[REQUIREMENTS]
Copy the records below word for word. Leave the pictures out of your copy.

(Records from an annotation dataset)
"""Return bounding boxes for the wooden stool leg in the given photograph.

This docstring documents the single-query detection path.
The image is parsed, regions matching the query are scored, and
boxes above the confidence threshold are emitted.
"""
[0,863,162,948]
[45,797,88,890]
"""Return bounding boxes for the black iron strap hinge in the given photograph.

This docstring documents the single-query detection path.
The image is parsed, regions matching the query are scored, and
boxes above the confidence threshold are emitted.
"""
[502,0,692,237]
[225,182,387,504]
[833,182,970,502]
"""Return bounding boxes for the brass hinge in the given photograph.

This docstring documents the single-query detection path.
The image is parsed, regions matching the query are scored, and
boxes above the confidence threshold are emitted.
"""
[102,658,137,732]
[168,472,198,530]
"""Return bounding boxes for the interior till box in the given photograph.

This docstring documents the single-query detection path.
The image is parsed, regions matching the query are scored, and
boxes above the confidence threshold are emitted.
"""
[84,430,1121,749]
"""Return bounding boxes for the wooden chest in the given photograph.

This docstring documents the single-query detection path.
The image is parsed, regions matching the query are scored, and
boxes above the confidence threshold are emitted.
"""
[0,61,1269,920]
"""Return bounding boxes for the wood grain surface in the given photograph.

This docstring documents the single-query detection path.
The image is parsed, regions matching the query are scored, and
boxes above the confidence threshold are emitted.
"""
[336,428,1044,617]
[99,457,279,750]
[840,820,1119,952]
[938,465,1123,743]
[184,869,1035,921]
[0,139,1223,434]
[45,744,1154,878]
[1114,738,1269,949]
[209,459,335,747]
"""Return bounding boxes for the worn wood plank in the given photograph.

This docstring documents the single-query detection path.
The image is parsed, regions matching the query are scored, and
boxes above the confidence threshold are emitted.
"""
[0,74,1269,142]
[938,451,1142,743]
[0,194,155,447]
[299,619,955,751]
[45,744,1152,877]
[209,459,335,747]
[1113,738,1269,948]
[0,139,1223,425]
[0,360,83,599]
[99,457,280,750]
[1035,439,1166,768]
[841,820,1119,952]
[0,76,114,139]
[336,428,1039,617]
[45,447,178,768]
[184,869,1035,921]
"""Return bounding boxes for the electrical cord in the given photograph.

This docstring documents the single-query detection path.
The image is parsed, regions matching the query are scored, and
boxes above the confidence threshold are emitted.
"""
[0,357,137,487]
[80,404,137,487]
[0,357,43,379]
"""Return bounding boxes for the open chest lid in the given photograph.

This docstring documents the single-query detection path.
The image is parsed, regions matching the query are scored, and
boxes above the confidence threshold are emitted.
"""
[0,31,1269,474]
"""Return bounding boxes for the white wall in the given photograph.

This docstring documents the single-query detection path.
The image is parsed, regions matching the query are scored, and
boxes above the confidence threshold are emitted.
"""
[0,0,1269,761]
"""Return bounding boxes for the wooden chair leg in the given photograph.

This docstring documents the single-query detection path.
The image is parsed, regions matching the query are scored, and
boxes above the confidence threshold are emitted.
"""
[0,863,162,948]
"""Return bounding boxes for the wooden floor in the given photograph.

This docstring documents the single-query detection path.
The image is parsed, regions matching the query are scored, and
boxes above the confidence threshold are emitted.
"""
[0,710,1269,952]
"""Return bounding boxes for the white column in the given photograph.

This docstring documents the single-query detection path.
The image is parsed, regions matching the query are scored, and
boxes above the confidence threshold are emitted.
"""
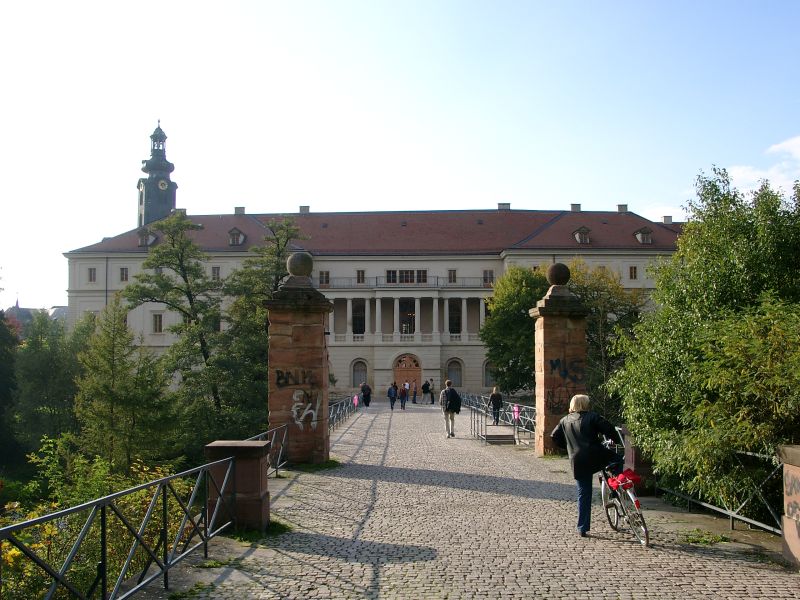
[442,298,450,342]
[461,298,467,342]
[364,298,372,335]
[347,298,353,340]
[433,296,441,342]
[414,298,422,342]
[375,297,383,341]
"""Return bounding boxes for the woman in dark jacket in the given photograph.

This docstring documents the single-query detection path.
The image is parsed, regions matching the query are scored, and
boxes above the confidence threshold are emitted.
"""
[550,394,624,537]
[489,387,503,425]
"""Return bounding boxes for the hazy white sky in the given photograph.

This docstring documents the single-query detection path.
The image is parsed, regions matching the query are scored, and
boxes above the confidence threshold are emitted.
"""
[0,0,800,308]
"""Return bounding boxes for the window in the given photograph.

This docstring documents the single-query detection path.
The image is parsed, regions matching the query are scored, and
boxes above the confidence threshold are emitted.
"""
[350,360,367,387]
[447,360,462,387]
[572,227,591,244]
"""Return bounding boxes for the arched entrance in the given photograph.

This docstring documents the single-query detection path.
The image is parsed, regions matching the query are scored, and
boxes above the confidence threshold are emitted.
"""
[392,354,422,395]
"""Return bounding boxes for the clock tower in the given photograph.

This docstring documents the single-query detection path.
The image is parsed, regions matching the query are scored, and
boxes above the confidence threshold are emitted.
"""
[137,121,178,227]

[FULL RESPONSE]
"""Return bounding boxes for the wooden stool leg in the given photograph.

This docstring documents the single-query detection path.
The image is parsed, regions matching the query are scored, and
boxes above the confidence threshold are emitted.
"""
[0,863,162,948]
[45,797,88,890]
"""Return bounding boxes for the black iron strap hinge in the given photograph.

This docstring documents the single-query detection path.
The image is parsed, regions matching the query are scored, and
boxes above the confidence threshold are emitted.
"""
[502,0,692,237]
[225,182,387,504]
[833,182,970,502]
"""Return bounding boxes for the brass hinge in the given photograph.

This docstring documents the single-query detection path.
The image is parsed, regions matching the query are scored, and
boxes above the confidence threshold are emitted.
"""
[102,658,137,732]
[168,472,198,530]
"""Return bounding boxes for the interior till box in the given photograph.

This docstring documents the single-query detection path.
The image is parsed, regions matching the query are scored, and
boxes above the confidence threshold are emitted.
"""
[84,430,1121,749]
"""Return bounding boxes for the wooden chest in the given photograph.

This docstring documents the single-query detection path.
The image is parsed, regions matching the query are scored, and
boxes above the confidence threshold are emitted.
"""
[0,61,1269,920]
"""Return bounding boxes for the wood grain surface in the given photograph.

This docstring documents the single-query detection path.
The image is parsed, regions matching the query are scored, and
boxes above the confidence threshold are emitted.
"""
[336,428,1044,617]
[99,457,279,750]
[840,820,1119,952]
[938,465,1123,743]
[184,869,1035,921]
[0,139,1223,434]
[45,744,1154,878]
[1114,738,1269,949]
[209,459,335,747]
"""Return bounding boxes for the worn wood plank in the given photograph.

This docstring documents the single-query detection path.
The image is parsed, regions matching the query are scored, and
boxes above the confidence threshold are emitted.
"""
[0,74,1269,142]
[938,451,1142,743]
[0,194,155,447]
[299,619,955,751]
[45,744,1152,877]
[209,459,335,747]
[1113,738,1269,948]
[0,139,1223,425]
[0,360,83,599]
[99,457,280,750]
[1035,439,1166,768]
[841,820,1119,952]
[0,76,114,139]
[336,428,1039,617]
[45,447,178,768]
[184,869,1035,921]
"""Return bounding boxes for the electrical cord in the given photograph.

This docstring documents the single-query detection path.
The image is parsed, regions matching the query are scored, and
boxes above the confidence threshold are emitted.
"""
[0,357,137,487]
[80,404,137,487]
[0,357,43,379]
"""Return bounding boxes for the open chest lid in the given photograph.

This docstring documents the single-query detection path.
The image is parsed, regions matching the query are scored, and
boxes above the confidence threshold are emitted.
"""
[0,31,1269,474]
"""Return bounding boxes for the white wall in the given photograph.

This docstring documents the single-query detection path.
The image is parsed, regions matching the query are scored, and
boxes above the confidence threshold are emitted.
"""
[0,0,1269,761]
"""Return bounding boxes for the wooden chair leg in the given photograph.

This docstring documents the single-query detection path.
The image is parsed, regions matching the query are scored, and
boxes above the confidence threshold are emitted.
"""
[0,863,162,948]
"""Return bounding boxes for the wooden floor in the given photograph.

This docstring documents the single-query detection path.
The image is parsed, regions matching the query are scored, and
boxes above the confidence threshold are emitted.
"""
[0,710,1269,952]
"""Return bounding boxes for the white column in the given photograph.

This docstring documents the single-query detection path.
The image is parsed, regions matching the query are scored, and
boxes above the confidence threshold are emitted.
"""
[442,298,450,342]
[461,298,467,342]
[364,298,372,335]
[347,298,353,340]
[433,296,441,342]
[414,298,422,342]
[375,297,383,341]
"""Return bounding boxes for the woman in dark jacket in the given photograph.

This docstring documents the single-query detection path.
The image is parsed, regions matching the query are scored, and
boxes above the confidence threshold are emitted.
"""
[550,394,624,537]
[489,387,503,425]
"""Return bounding boxes for the hazy white sky in the given photograph.

This docstring documents the single-query detection path.
The image is parsed, regions matching the query are scored, and
boxes above the confidence threshold are emitted.
"""
[0,0,800,308]
"""Return bounding boxes for the window in the given photograph.

This docstring documents the single-query detection path.
The image is parsed, regions matching the query are scored, and
boxes above the confidence threshold are emitted.
"""
[350,360,367,387]
[447,360,462,387]
[572,227,591,244]
"""Return bounding boxes for the arched entrance in the given photograph.

This docstring documents the single-query detection path.
The image is parsed, regions matching the query are scored, and
boxes above the confidence threshold are emitted.
"""
[392,354,422,395]
"""Return bounding boxes for the clock tower in the given photograph.

This docstring documents the single-query detection path.
The image is parsed, regions matching the query are scored, and
boxes above the confidence threshold are emitted.
"""
[137,121,178,227]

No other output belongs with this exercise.